• DOCUMENT EXCERPT:
--

Research reactors promise world of benefits to African nations

October 14, 2020, 3:00PMNuclear News



Africa hosts only seven of the 220 research reactors in operation today, and despite having 17.2 percent of the world’s population the continent contains just 3 percent of the world's nuclear research reactor capacity, say the authors of an opinion piece published online on October 12.

Marguerite Leonardi, senior advisor at NPC Consulting & Engineering, and Professor Vincent Lukanda Mwamba, Commissaire Général of the Commissariat Général à l’Energie Atomique in the Democratic Republic of the Congo (DRC), explain why the lack of research reactor capacity is a concern and they urge the restart of a dormant research reactor in Kinshasa, in the DRC.

Important facilities: The facilities permit more than academic research pursuits. The authors explain that “these facilities cover more than just research and development. To effectively benefit from the many peaceful applications of nuclear energy, particularly in health, agriculture, education and general industrial development, research reactors are indispensable.”

Those many benefits include radiological imagery, radiotherapy to fight cancers, sterilization of insects for environmentally friendly pest control, the irradiation of food for better conservation and compliance with export regulations, the use of radioisotope techniques in soil and water conservation strategies, the use of radiation to obtain more resistant crops and better yields, and the production of electricity with a low carbon footprint.

--

• DATASET EXTRACT:
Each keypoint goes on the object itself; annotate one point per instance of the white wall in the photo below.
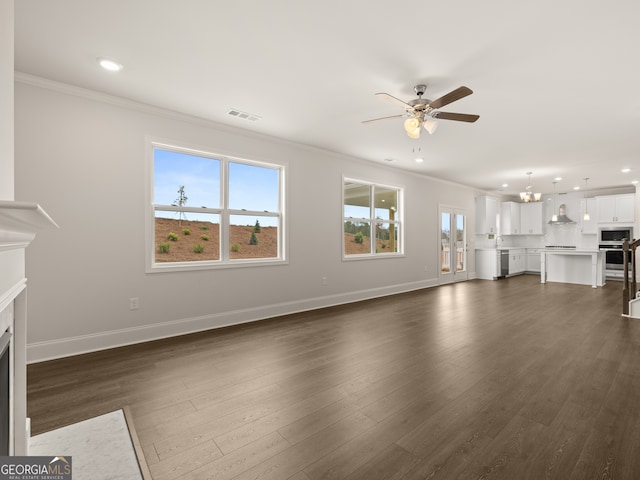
(85, 160)
(6, 100)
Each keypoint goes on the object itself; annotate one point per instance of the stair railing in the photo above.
(630, 288)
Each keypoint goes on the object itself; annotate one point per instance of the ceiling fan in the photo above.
(422, 112)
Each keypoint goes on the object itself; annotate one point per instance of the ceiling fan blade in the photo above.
(392, 99)
(430, 125)
(460, 117)
(452, 96)
(382, 118)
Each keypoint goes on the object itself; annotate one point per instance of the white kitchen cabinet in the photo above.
(589, 205)
(616, 208)
(510, 218)
(531, 219)
(517, 261)
(486, 215)
(533, 260)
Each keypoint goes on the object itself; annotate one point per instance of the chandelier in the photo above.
(528, 195)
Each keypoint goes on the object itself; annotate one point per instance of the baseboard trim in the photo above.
(66, 347)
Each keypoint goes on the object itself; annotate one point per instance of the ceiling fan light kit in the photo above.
(422, 112)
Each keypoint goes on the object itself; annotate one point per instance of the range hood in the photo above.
(561, 218)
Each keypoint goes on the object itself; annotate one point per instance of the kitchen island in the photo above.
(570, 265)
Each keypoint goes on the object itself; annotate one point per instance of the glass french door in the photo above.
(453, 245)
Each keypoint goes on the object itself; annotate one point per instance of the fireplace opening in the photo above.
(5, 398)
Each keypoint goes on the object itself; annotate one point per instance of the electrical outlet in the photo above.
(134, 303)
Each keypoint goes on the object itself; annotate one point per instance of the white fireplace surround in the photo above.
(19, 223)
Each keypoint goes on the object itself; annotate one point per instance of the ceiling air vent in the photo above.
(247, 116)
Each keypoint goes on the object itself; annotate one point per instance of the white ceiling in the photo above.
(555, 82)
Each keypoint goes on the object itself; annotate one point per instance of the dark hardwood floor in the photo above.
(478, 380)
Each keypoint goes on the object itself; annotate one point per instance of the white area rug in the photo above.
(100, 448)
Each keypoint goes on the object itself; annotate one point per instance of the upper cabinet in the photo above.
(510, 218)
(486, 215)
(616, 208)
(521, 218)
(531, 219)
(589, 206)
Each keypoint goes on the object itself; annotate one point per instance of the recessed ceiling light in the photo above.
(110, 65)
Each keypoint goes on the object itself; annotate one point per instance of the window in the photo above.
(372, 220)
(210, 210)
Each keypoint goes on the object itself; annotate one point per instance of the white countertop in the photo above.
(571, 250)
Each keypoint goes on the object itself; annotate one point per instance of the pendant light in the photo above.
(554, 216)
(586, 216)
(528, 196)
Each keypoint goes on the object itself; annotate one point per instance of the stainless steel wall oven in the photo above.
(611, 239)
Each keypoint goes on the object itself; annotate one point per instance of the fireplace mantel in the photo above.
(19, 223)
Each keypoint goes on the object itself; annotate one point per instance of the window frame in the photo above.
(374, 222)
(224, 213)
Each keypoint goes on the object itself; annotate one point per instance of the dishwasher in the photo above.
(504, 263)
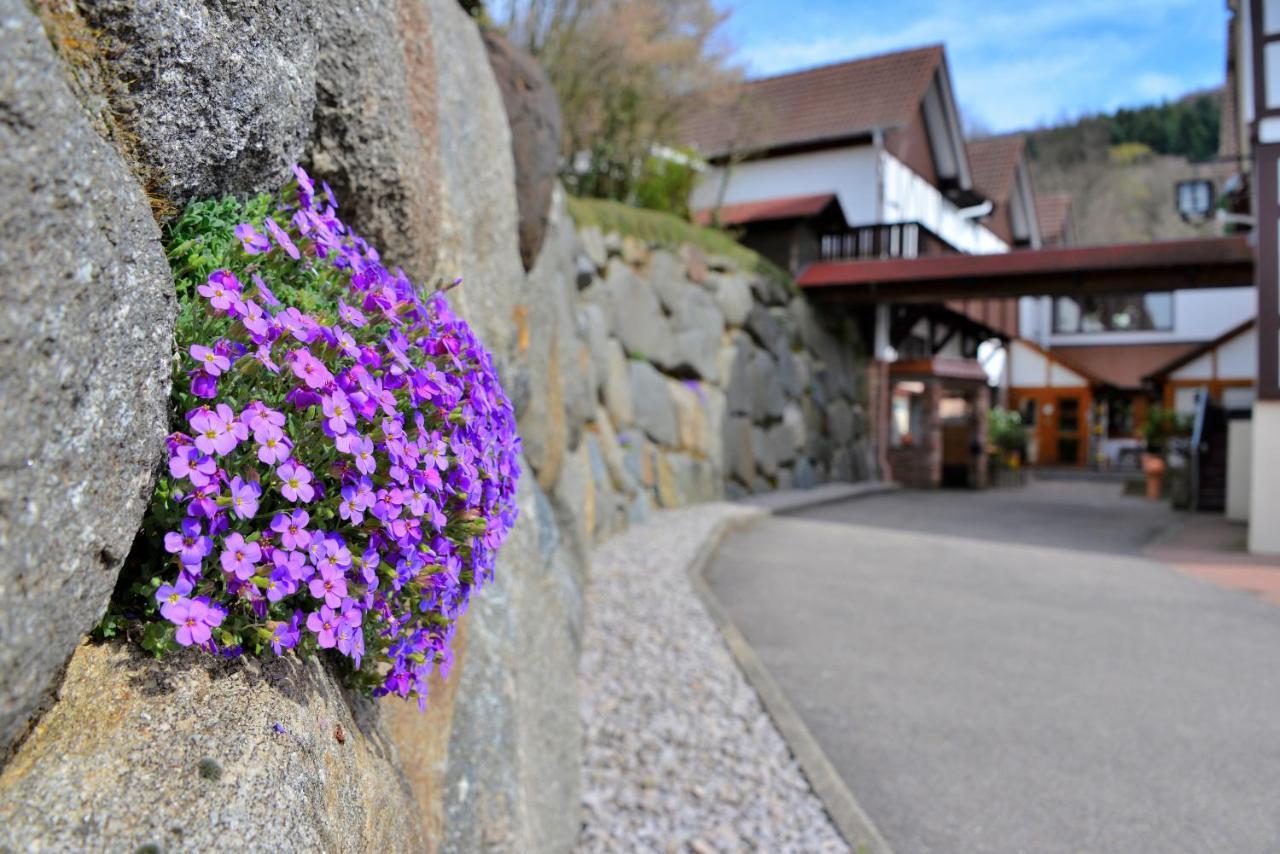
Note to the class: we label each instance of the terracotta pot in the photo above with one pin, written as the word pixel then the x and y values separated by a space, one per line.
pixel 1153 466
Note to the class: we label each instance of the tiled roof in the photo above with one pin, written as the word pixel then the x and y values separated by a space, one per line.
pixel 1052 211
pixel 828 103
pixel 993 163
pixel 1121 365
pixel 757 211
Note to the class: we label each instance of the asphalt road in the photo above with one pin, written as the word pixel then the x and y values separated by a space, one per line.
pixel 1059 693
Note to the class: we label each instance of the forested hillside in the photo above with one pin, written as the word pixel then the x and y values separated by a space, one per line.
pixel 1120 168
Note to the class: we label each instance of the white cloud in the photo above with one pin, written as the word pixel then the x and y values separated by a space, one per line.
pixel 1016 65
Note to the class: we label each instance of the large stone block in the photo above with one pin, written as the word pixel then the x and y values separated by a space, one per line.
pixel 378 155
pixel 635 315
pixel 667 277
pixel 617 386
pixel 690 415
pixel 534 117
pixel 698 328
pixel 654 410
pixel 199 753
pixel 767 398
pixel 734 296
pixel 86 333
pixel 739 448
pixel 513 763
pixel 220 95
pixel 736 359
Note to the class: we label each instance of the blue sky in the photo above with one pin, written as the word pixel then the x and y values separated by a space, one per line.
pixel 1015 63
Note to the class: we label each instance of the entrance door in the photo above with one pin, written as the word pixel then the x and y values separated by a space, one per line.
pixel 1057 425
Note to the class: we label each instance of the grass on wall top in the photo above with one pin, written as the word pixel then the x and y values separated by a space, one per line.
pixel 670 232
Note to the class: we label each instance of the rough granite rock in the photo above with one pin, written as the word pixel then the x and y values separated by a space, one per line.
pixel 373 140
pixel 512 779
pixel 199 753
pixel 635 315
pixel 86 332
pixel 740 448
pixel 220 95
pixel 654 410
pixel 534 117
pixel 698 327
pixel 667 277
pixel 515 749
pixel 767 400
pixel 617 386
pixel 734 296
pixel 476 217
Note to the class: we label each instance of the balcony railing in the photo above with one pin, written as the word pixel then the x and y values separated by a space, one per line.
pixel 881 241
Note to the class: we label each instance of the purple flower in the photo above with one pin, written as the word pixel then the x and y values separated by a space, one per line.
pixel 282 238
pixel 286 635
pixel 280 583
pixel 296 482
pixel 337 410
pixel 292 528
pixel 170 594
pixel 240 558
pixel 210 361
pixel 362 450
pixel 324 625
pixel 330 585
pixel 196 619
pixel 309 369
pixel 214 434
pixel 293 563
pixel 252 242
pixel 191 546
pixel 245 496
pixel 351 315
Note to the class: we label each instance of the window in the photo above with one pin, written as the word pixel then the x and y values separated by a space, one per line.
pixel 906 414
pixel 1114 313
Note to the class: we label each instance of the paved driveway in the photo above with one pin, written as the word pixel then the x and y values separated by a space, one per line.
pixel 1006 672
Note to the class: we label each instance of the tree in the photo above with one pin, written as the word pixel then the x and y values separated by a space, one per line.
pixel 624 71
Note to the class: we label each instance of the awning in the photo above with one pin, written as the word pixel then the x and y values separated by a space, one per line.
pixel 1125 268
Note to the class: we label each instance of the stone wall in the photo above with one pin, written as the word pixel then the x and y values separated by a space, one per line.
pixel 693 379
pixel 641 378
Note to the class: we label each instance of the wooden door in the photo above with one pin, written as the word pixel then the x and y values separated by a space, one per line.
pixel 1064 428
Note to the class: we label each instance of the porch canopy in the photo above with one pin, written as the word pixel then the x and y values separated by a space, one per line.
pixel 1124 268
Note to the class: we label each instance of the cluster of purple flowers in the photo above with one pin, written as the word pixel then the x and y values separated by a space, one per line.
pixel 351 471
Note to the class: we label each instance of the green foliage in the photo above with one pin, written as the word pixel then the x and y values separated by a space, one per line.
pixel 1187 127
pixel 670 232
pixel 664 185
pixel 1005 429
pixel 1162 425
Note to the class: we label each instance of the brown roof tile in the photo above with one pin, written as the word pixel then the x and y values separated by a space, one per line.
pixel 758 211
pixel 827 103
pixel 993 161
pixel 1052 211
pixel 1123 365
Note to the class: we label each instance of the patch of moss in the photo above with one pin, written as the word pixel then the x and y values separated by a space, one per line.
pixel 670 232
pixel 104 96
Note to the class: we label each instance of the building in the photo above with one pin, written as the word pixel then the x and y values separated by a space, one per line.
pixel 856 178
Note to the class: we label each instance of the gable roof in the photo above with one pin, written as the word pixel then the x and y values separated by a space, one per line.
pixel 1196 352
pixel 831 103
pixel 1054 211
pixel 769 209
pixel 993 161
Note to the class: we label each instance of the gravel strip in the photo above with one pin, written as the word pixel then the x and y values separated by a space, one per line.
pixel 680 754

--

• QUESTIONS TO ANSWER:
1. How many of the 220 research reactors in operation today does Africa host, according to the article on research reactors in Africa?
2. Extend the article on research reactors in Africa, starting right after its last sentence.

• YOUR WRITTEN ANSWERS:
1. Seven.

2.
Alarming stats: Africa faces a sizable energy gap, and the authors note that, according to the International Energy Agency, 55 percent of the people in Sub-Saharan Africa lack access to electricity and in 13 African countries more than 75 percent of the population do not have access to electricity.

The authors state that “restart of the Mark-II TRIGA research reactor that is currently lying dormant in Kinshasa, in the Democratic Republic of Congo (DRC), is an opportunity that could be leveraged in the near future to begin to remedy this situation, where there are no operating research reactors in central and east Africa, nor in any French speaking Sub-Saharan African country.”